===== Data in this exercise

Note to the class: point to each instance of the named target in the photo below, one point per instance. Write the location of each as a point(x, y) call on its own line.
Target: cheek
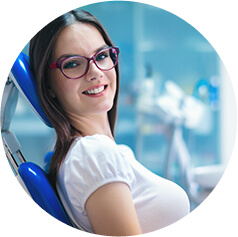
point(63, 89)
point(113, 80)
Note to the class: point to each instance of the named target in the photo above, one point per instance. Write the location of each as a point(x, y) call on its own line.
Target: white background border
point(216, 20)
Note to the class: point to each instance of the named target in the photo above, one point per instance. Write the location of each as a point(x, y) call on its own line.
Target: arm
point(111, 211)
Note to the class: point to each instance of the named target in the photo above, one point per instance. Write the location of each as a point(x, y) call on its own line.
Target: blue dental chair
point(34, 178)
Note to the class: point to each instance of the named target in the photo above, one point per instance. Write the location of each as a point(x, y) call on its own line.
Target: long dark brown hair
point(40, 53)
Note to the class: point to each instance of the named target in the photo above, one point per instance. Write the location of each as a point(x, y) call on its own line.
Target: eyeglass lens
point(75, 67)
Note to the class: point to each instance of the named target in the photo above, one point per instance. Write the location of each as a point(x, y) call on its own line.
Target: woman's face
point(78, 97)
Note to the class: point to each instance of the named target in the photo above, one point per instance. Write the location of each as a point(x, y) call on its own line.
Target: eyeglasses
point(75, 67)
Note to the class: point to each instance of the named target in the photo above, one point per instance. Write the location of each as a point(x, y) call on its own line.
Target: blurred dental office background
point(176, 106)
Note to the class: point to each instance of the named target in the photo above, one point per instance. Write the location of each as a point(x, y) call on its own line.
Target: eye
point(71, 64)
point(103, 55)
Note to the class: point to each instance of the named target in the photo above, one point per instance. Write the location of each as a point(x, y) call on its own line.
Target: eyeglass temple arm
point(53, 65)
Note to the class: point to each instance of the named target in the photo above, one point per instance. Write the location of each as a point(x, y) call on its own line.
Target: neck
point(91, 125)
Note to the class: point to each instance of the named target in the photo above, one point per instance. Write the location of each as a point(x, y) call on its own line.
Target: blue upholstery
point(24, 81)
point(34, 178)
point(37, 183)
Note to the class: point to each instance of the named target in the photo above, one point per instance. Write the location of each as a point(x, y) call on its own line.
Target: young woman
point(101, 185)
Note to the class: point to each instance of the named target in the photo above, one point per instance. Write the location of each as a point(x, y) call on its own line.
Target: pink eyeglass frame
point(58, 64)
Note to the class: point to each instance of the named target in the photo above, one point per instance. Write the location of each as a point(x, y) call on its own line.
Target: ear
point(51, 93)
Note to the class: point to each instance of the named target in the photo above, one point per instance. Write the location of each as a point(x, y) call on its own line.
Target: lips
point(96, 90)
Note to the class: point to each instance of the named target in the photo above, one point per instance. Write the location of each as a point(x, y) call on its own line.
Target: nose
point(93, 72)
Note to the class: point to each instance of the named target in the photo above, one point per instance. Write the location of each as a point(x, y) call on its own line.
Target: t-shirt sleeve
point(91, 163)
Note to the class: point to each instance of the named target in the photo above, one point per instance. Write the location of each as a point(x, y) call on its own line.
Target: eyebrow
point(72, 55)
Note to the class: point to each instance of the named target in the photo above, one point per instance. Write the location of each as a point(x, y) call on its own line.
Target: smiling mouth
point(95, 91)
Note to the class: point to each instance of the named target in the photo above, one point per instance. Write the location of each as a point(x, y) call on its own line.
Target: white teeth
point(95, 91)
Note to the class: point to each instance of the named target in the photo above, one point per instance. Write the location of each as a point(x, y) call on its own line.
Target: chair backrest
point(38, 185)
point(24, 81)
point(34, 178)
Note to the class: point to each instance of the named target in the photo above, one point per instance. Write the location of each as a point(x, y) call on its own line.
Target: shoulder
point(96, 155)
point(90, 147)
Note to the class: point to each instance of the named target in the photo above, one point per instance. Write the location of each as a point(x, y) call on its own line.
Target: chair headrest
point(24, 80)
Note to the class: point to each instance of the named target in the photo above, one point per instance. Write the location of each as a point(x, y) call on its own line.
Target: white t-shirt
point(94, 161)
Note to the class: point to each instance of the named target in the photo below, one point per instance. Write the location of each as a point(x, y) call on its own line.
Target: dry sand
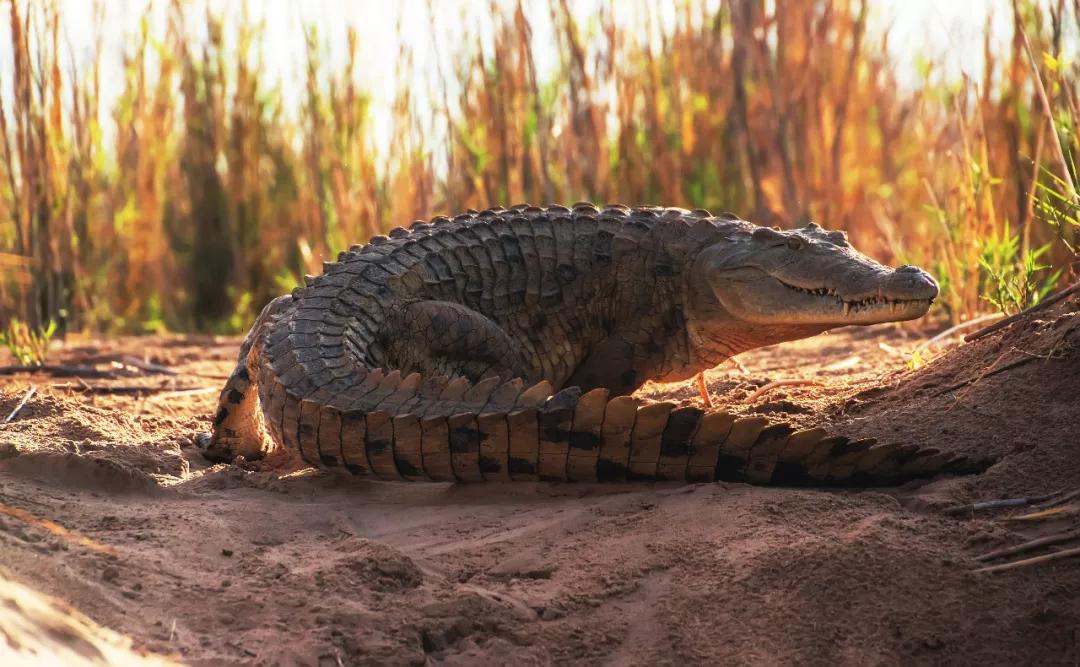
point(107, 506)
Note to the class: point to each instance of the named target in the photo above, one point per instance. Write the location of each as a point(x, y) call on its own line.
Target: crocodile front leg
point(613, 364)
point(441, 338)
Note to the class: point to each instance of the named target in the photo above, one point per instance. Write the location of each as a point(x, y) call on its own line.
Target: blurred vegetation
point(211, 196)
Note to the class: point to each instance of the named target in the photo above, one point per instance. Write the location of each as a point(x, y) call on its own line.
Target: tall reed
point(216, 192)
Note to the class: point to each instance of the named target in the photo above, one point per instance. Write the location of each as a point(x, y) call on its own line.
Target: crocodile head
point(784, 285)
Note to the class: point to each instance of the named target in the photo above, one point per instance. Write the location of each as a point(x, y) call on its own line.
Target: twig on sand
point(998, 504)
point(959, 327)
point(1057, 500)
point(777, 383)
point(734, 362)
point(1048, 515)
point(29, 394)
point(237, 647)
point(997, 326)
point(191, 392)
point(1031, 561)
point(117, 389)
point(1066, 535)
point(990, 370)
point(63, 370)
point(703, 390)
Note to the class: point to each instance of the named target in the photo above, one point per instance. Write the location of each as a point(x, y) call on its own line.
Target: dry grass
point(213, 199)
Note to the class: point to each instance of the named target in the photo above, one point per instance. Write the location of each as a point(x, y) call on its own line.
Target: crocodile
point(505, 344)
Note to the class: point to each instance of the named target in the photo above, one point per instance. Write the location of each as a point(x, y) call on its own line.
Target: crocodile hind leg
point(238, 422)
point(440, 338)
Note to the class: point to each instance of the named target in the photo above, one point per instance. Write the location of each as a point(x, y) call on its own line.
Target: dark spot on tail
point(729, 468)
point(610, 471)
point(378, 446)
point(523, 466)
point(488, 464)
point(787, 474)
point(682, 423)
point(407, 468)
point(464, 439)
point(584, 440)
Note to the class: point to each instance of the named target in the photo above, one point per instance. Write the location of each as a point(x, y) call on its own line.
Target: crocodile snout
point(914, 283)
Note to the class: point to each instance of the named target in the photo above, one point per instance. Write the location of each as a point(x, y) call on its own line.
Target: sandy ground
point(106, 505)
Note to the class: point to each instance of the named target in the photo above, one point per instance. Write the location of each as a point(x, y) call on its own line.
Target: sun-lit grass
point(211, 198)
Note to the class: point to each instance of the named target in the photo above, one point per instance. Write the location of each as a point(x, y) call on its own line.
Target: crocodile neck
point(559, 285)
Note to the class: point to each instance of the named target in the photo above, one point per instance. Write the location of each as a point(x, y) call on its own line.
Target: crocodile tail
point(503, 431)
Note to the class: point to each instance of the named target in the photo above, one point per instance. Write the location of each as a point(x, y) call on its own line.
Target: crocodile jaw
point(753, 296)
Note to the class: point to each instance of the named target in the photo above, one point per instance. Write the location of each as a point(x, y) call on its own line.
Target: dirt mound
point(1013, 395)
point(36, 629)
point(107, 505)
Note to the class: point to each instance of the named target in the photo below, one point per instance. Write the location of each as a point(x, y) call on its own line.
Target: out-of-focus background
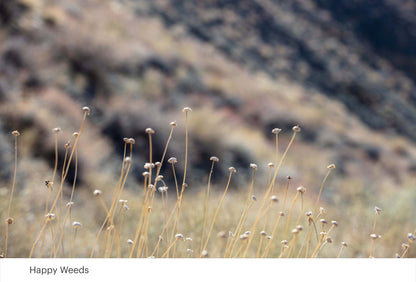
point(343, 70)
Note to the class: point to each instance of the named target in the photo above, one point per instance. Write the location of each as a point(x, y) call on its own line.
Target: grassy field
point(262, 212)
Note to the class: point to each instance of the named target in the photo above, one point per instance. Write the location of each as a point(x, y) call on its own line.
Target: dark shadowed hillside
point(342, 71)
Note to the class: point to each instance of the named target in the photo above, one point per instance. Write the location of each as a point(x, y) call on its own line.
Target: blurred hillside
point(343, 71)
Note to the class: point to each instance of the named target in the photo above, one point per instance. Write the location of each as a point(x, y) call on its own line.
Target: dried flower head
point(172, 160)
point(76, 224)
point(214, 159)
point(149, 165)
point(243, 237)
point(301, 189)
point(48, 184)
point(86, 110)
point(296, 128)
point(331, 166)
point(276, 130)
point(374, 236)
point(222, 234)
point(50, 216)
point(97, 192)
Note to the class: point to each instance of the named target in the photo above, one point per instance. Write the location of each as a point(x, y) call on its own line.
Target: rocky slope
point(340, 71)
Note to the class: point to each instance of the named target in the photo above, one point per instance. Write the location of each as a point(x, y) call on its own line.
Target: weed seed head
point(186, 109)
point(331, 166)
point(97, 192)
point(296, 128)
point(76, 224)
point(222, 234)
point(276, 130)
point(301, 189)
point(375, 236)
point(149, 165)
point(86, 110)
point(50, 216)
point(214, 159)
point(172, 160)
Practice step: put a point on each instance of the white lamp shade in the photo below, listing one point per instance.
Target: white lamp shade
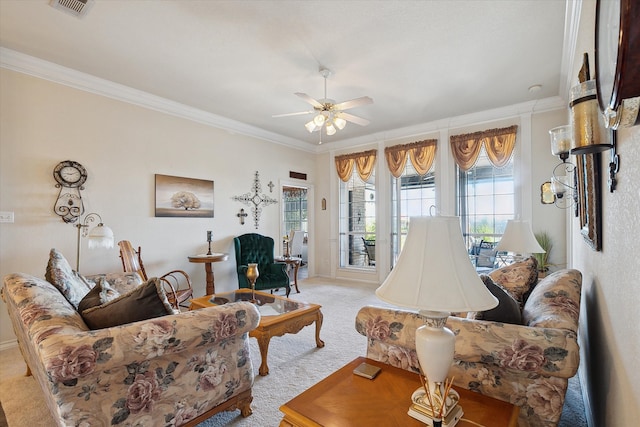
(100, 236)
(519, 238)
(434, 271)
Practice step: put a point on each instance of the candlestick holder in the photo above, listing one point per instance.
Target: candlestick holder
(252, 276)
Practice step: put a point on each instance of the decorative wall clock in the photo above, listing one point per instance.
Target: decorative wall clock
(618, 61)
(70, 177)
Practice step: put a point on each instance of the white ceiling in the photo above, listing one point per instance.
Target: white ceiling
(420, 61)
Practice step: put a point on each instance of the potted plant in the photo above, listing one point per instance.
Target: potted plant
(544, 240)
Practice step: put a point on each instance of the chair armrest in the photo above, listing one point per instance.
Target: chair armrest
(78, 354)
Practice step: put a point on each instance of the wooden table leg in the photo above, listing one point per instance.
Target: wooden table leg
(319, 318)
(263, 344)
(295, 275)
(211, 288)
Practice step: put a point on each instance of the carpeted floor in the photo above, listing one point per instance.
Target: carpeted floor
(295, 364)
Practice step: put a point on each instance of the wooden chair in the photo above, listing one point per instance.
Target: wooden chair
(176, 282)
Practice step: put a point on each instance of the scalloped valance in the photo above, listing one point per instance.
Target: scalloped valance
(498, 143)
(365, 162)
(421, 154)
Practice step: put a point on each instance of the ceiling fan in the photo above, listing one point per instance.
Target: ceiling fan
(330, 115)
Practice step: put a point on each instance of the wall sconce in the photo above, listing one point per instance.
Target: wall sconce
(590, 135)
(100, 236)
(563, 179)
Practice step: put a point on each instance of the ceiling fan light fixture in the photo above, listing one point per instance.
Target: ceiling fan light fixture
(311, 126)
(319, 119)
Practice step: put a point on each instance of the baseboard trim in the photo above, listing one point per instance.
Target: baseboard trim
(6, 345)
(585, 397)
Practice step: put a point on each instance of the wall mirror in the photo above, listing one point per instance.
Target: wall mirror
(589, 199)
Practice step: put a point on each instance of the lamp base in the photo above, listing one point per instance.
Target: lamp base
(420, 400)
(420, 413)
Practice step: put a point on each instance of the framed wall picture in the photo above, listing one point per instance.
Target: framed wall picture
(183, 197)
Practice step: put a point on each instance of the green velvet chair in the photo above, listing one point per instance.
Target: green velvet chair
(256, 248)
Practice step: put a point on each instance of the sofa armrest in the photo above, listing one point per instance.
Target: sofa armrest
(548, 351)
(75, 355)
(551, 351)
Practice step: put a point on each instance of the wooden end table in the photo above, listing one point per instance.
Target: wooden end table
(207, 260)
(278, 316)
(296, 262)
(348, 400)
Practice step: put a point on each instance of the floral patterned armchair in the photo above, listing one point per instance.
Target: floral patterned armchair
(527, 365)
(173, 370)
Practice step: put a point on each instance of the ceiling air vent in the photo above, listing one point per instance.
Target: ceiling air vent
(78, 8)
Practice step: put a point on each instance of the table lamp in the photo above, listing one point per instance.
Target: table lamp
(100, 236)
(434, 275)
(519, 239)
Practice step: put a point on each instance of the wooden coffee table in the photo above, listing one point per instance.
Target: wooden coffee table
(278, 316)
(347, 400)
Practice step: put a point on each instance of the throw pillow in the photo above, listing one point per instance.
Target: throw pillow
(144, 302)
(69, 282)
(518, 278)
(101, 293)
(507, 310)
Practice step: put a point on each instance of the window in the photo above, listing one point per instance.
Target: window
(357, 222)
(412, 195)
(485, 184)
(486, 200)
(295, 209)
(357, 209)
(412, 186)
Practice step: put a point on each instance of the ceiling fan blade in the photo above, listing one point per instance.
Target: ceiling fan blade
(310, 100)
(354, 119)
(300, 113)
(353, 103)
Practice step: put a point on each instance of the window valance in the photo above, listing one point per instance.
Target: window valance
(365, 163)
(421, 154)
(498, 143)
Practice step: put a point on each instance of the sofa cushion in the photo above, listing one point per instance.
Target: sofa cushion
(518, 278)
(101, 293)
(555, 301)
(144, 302)
(69, 282)
(507, 310)
(121, 282)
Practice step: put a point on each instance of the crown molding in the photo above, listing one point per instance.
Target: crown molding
(25, 64)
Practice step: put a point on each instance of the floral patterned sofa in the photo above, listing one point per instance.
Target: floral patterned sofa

==========

Assigned task
Starting with the line that has "the sofa cushion", print each remaining line of the listing exactly.

Written response
Practice step: put a point on each instance of the sofa cushion in the photo above, listing one point per instance.
Target: sofa cushion
(518, 278)
(101, 293)
(555, 301)
(144, 302)
(69, 282)
(507, 310)
(121, 282)
Practice step: put a point on each instance of the crown molding in the photo above, listing one point per instance.
Target: crown molding
(25, 64)
Practice step: put a point on each instance of the floral patterned sofa in the photo above, listing one point per instance.
Target: floral patterned sofa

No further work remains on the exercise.